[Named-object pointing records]

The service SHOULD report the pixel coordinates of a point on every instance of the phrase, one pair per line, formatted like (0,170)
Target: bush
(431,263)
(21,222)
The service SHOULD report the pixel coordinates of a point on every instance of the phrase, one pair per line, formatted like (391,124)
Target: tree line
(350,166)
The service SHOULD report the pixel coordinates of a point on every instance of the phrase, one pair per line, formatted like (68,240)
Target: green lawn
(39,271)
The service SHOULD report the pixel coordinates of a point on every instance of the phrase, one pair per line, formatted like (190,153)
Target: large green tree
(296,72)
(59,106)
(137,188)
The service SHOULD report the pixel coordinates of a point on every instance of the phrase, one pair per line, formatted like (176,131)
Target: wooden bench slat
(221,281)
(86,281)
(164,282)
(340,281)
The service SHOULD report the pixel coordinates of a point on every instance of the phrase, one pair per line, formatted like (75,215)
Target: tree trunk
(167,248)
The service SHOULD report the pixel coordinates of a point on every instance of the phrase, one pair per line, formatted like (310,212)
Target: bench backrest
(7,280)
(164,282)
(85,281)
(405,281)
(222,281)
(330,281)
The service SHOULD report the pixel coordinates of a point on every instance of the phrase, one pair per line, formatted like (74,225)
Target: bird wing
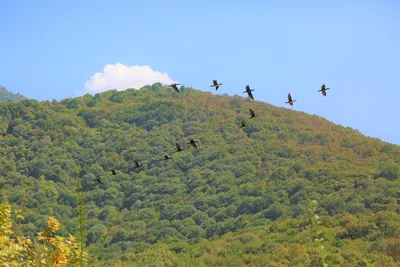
(250,95)
(252,112)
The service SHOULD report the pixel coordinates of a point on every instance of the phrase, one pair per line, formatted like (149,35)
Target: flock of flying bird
(216,85)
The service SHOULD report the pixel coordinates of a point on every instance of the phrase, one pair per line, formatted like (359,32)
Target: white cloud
(120,77)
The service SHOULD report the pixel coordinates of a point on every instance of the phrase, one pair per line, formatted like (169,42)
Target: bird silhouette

= WRITTEN PROBLEM =
Express the stretch from the line containing "formatted like (75,215)" through the end of the records as a Markdown table with the columns Row and Line, skipping blank lines. Leave the pictures out.

= THE COMPLETED TASK =
| Row | Line |
|---|---|
| 1 | The service SHOULD report the pixel coordinates of a point on every instance of the phrase, one pair per line, formatted like (75,215) |
| 2 | Target: tree trunk |
| 3 | (167,248) |
| 4 | The service SHOULD report the pixel coordinates of a point on every instance of the phrase, one pair per line, formatted like (310,212) |
| 5 | Target: bench backrest |
| 6 | (7,280) |
| 7 | (164,282) |
| 8 | (85,281) |
| 9 | (405,281) |
| 10 | (222,281) |
| 11 | (330,281) |
| 12 | The service SHOULD report the pixel coordinates of a point on every instance of the phrase, one pair per line, formatted like (74,225) |
| 13 | Target: bird wing |
| 14 | (250,95) |
| 15 | (252,112) |
| 16 | The service SHOULD report the pixel coordinates of a point on every instance of the phrase, one pair per line, formatted like (149,35) |
| 17 | Target: flock of flying bird |
| 18 | (216,85) |
| 19 | The service SHOULD report the pixel coordinates of a point on every instance of the phrase, one pair per line, formatted like (359,32) |
| 20 | Target: white cloud |
| 21 | (120,77) |
| 22 | The service SHOULD report the pixel coordinates of a point on every instance of the phrase, one pair per line, formatted like (169,42) |
| 23 | Target: bird silhouette |